**Instructions for the task:** Please reproduce the full set of data below exactly.

**Supplied data:**
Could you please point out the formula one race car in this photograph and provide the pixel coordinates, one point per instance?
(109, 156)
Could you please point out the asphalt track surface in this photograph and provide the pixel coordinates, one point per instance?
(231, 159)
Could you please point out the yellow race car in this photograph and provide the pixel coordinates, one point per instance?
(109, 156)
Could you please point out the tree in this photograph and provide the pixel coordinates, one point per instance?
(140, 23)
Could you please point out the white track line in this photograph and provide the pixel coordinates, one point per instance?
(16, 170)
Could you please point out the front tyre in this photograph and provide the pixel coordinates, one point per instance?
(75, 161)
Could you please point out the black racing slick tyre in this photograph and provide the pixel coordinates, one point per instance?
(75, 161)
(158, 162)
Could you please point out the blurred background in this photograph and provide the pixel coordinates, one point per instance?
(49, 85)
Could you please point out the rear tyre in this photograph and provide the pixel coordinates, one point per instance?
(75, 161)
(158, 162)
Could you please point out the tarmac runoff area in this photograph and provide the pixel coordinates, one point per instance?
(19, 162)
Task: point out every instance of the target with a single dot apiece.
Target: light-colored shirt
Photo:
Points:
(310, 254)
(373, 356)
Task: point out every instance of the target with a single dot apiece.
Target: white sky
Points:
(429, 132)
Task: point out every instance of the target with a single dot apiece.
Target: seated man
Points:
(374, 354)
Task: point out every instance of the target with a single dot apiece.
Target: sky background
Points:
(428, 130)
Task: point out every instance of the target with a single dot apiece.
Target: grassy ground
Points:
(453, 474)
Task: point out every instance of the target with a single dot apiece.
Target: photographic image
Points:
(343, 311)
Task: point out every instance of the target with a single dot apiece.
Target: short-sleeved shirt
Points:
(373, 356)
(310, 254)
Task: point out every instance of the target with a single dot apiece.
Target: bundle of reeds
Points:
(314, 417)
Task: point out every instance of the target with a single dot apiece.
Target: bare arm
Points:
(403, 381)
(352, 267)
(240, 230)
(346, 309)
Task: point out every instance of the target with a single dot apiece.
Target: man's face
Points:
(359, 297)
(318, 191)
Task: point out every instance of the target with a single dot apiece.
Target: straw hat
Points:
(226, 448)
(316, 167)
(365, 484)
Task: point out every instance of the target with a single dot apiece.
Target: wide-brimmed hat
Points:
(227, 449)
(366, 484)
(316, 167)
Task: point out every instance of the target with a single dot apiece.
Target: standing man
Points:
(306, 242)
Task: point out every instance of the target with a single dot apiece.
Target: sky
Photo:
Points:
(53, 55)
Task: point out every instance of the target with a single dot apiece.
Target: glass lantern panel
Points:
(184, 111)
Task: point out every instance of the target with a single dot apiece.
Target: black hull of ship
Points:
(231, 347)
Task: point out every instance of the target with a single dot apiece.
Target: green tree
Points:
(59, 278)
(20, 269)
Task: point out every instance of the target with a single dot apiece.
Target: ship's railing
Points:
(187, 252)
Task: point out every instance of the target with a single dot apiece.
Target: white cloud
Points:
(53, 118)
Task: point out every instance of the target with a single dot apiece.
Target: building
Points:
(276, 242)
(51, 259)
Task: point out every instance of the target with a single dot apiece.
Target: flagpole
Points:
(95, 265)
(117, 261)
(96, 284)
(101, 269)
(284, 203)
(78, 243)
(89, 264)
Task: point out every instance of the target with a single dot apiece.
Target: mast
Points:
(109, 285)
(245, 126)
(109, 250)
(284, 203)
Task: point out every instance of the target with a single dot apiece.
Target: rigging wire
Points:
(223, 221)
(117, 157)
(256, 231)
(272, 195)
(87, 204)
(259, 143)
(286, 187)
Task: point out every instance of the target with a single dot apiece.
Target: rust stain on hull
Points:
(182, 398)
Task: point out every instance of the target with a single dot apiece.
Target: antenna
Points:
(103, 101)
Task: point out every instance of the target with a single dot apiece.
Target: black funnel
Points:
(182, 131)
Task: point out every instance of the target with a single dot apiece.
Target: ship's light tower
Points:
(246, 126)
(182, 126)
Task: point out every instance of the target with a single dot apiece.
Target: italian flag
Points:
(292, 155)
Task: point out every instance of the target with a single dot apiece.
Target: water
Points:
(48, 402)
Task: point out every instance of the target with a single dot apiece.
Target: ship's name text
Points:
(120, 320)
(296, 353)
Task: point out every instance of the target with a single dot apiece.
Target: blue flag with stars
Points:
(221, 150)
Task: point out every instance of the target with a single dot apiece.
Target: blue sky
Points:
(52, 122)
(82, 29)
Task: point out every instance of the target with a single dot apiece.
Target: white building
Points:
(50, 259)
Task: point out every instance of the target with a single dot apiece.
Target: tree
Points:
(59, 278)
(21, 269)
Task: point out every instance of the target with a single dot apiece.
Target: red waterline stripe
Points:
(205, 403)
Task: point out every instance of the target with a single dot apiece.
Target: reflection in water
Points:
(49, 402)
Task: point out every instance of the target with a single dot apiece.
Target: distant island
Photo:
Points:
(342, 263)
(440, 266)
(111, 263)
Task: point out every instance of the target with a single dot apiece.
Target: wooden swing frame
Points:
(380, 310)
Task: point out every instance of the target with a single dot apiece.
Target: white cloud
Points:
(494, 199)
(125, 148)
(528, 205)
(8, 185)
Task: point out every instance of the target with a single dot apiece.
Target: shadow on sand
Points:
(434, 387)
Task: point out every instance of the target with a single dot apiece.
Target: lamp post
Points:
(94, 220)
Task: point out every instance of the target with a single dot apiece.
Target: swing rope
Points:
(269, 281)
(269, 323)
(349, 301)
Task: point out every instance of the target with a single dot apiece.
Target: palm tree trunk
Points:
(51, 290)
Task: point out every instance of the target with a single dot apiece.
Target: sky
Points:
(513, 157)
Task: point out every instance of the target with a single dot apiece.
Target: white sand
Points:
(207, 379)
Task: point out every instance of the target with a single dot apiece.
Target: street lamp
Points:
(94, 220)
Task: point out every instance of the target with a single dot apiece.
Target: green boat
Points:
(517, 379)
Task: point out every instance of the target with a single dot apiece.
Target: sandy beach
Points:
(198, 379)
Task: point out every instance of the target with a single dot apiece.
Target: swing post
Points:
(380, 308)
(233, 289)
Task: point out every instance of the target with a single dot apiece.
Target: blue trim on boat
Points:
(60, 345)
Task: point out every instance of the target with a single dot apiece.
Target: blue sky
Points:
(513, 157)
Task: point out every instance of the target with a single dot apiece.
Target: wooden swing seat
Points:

**Task solution:**
Could you please point out the formula one race car in this photograph and provide the pixel coordinates, one point per instance?
(109, 156)
Could you please point out the asphalt track surface in this photograph and provide the pixel coordinates, one point per instance?
(231, 159)
Could you please point out the yellow race car in this photograph and provide the pixel coordinates, one point per instance?
(109, 156)
Could you please point out the tree in this photograph and provide the pixel coordinates, one point per instance?
(140, 23)
Could you please point out the white track line in this photograph and provide the pixel coordinates, one point per instance?
(16, 170)
Could you please point out the front tyre in this photograph and provide the pixel coordinates, one point per instance?
(75, 161)
Could you please point out the black racing slick tyre in this photograph and provide the pixel coordinates, one point per instance?
(75, 161)
(158, 162)
Could you please point out the blurred background in this photograph and provide the pixel coordinates, one point per instance?
(49, 85)
Could you please point out the rear tyre in this photograph and provide the pixel coordinates, one point per instance?
(75, 161)
(158, 162)
Could you please point out the tarmac runoff area in this photograph and provide the pixel coordinates, one point per instance?
(19, 162)
Task: point out every instance of the target with a single dot apiece.
Target: light-colored shirt
Photo:
Points:
(310, 254)
(373, 356)
Task: point out every instance of the target with a single dot apiece.
Target: white sky
Points:
(429, 132)
Task: point out every instance of the target with a single dot apiece.
Target: seated man
Points:
(374, 354)
Task: point out every instance of the target with a single dot apiece.
Target: sky background
Points:
(428, 130)
Task: point out every instance of the target with a single dot apiece.
Target: grassy ground
Points:
(453, 474)
Task: point out every instance of the target with a single dot apiece.
Target: photographic image
Points:
(343, 311)
Task: point out every instance of the target with a single dot apiece.
Target: short-sleeved shirt
Points:
(373, 356)
(310, 254)
Task: point out every instance of the target with a single dot apiece.
Target: bundle of reeds
Points:
(314, 417)
Task: point out every instance of the target with a single dot apiece.
Target: bare arm
Points:
(403, 381)
(352, 267)
(240, 230)
(346, 309)
Task: point out every instance of the target with a single dot apiece.
Target: man's face
Points:
(359, 297)
(318, 191)
Task: point out every instance of the target with a single dot apiece.
Target: straw hat
Points:
(226, 448)
(316, 167)
(365, 484)
Task: point out every instance of the target with a single dot apiece.
Target: wide-brimmed hat
Points:
(227, 449)
(366, 484)
(316, 167)
Task: point out every instance of the target with a single dot apiece.
Target: standing man
Points:
(306, 242)
Task: point out every instance of the target with a single dot apiece.
Target: sky
Photo:
Points:
(53, 55)
Task: point out every instance of the target with a single dot apiece.
Target: glass lantern panel
Points:
(184, 111)
Task: point out every instance of the target with a single dot apiece.
Target: black hull of ship
Points:
(231, 347)
Task: point out every instance of the target with a single dot apiece.
Target: green tree
Points:
(59, 278)
(20, 269)
Task: point out every instance of the target with a single dot apiece.
Target: ship's railing
Points:
(187, 252)
Task: point out every instance of the target with a single dot apiece.
Target: white cloud
Points:
(53, 118)
Task: point out every instance of the target with a single dot apiece.
Target: building
Points:
(276, 242)
(51, 259)
Task: point out every instance of the target with a single dot apiece.
Target: flagpole
Points:
(95, 265)
(117, 261)
(96, 284)
(101, 269)
(284, 203)
(78, 243)
(89, 264)
Task: point out every instance of the target with a single dot apiece.
Target: mast
Points:
(109, 285)
(245, 126)
(109, 250)
(284, 203)
Task: point out every instance of the target with a single dot apiece.
Target: rigging wire
Points:
(223, 221)
(117, 157)
(256, 231)
(272, 195)
(87, 204)
(259, 143)
(286, 187)
Task: point out every instance of the target with a single dot apiece.
Target: rust stain on hull
Points:
(182, 398)
Task: point out every instance of the target with a single dot apiece.
Target: antenna
Points:
(103, 101)
Task: point out every instance of the target with a single dot apiece.
Target: black funnel
Points:
(182, 131)
Task: point out every instance of the target with a single dot apiece.
Target: ship's light tower
Points:
(246, 126)
(182, 126)
Task: point out every instance of the target with a single dot apiece.
Target: italian flag
Points:
(292, 155)
Task: point out every instance of the target with a single dot apiece.
Target: water
Points:
(48, 402)
Task: point out every instance of the target with a single dot apiece.
Target: ship's name text
Points:
(120, 320)
(296, 353)
Task: point out every instance of the target with a single dot apiece.
Target: blue flag with stars
Points:
(221, 150)
Task: point out every instance of the target with a single dot apiece.
Target: blue sky
Points:
(52, 122)
(82, 29)
Task: point out every instance of the target with a single dot apiece.
Target: white building
Points:
(50, 259)
Task: point out every instance of the target with a single dot apiece.
Target: tree
Points:
(59, 278)
(21, 269)
Task: point out every instance of the target with a single dot apiece.
Target: red waterline stripe
Points:
(205, 403)
Task: point out every instance of the target with a single dot apiece.
Target: reflection in water
Points:
(49, 402)
Task: point out every instance of the target with a single dot apiece.
Target: distant island
Photo:
Points:
(342, 263)
(440, 266)
(111, 263)
Task: point out every instance of the target with a single dot apiece.
Target: wooden swing frame
Points:
(380, 310)
Task: point out every instance of the target with a single dot apiece.
Target: white cloud
Points:
(494, 199)
(125, 148)
(528, 205)
(8, 185)
Task: point out every instance of the target with a single dot apiece.
Target: shadow on sand
Points:
(434, 387)
Task: point out every instance of the target with a single dot apiece.
Target: lamp post
Points:
(94, 220)
Task: point out every instance of the target with a single dot apiece.
Target: swing rope
Points:
(269, 281)
(269, 323)
(349, 301)
Task: point out every instance of the target with a single dot apiece.
Target: palm tree trunk
Points:
(51, 290)
Task: point out every instance of the target with a single dot apiece.
Target: sky
Points:
(513, 157)
Task: point out every instance of the target with a single dot apiece.
Target: white sand
Points:
(207, 379)
Task: point out every instance of the target with a single dot apiece.
Target: street lamp
Points:
(94, 220)
Task: point out every instance of the target with a single dot apiece.
Target: green boat
Points:
(517, 379)
Task: point out every instance of the target with a single dot apiece.
Target: sandy beach
Points:
(198, 379)
Task: point out every instance of the target with a single dot apiece.
Target: swing post
Points:
(380, 308)
(233, 289)
Task: point out every instance of the target with a single dot apiece.
Target: blue trim on boat
Points:
(60, 345)
Task: point out every instance of the target with a single dot apiece.
Target: blue sky
Points:
(513, 157)
Task: point out every instance of the target with a single dot apiece.
Target: wooden swing seat
Points:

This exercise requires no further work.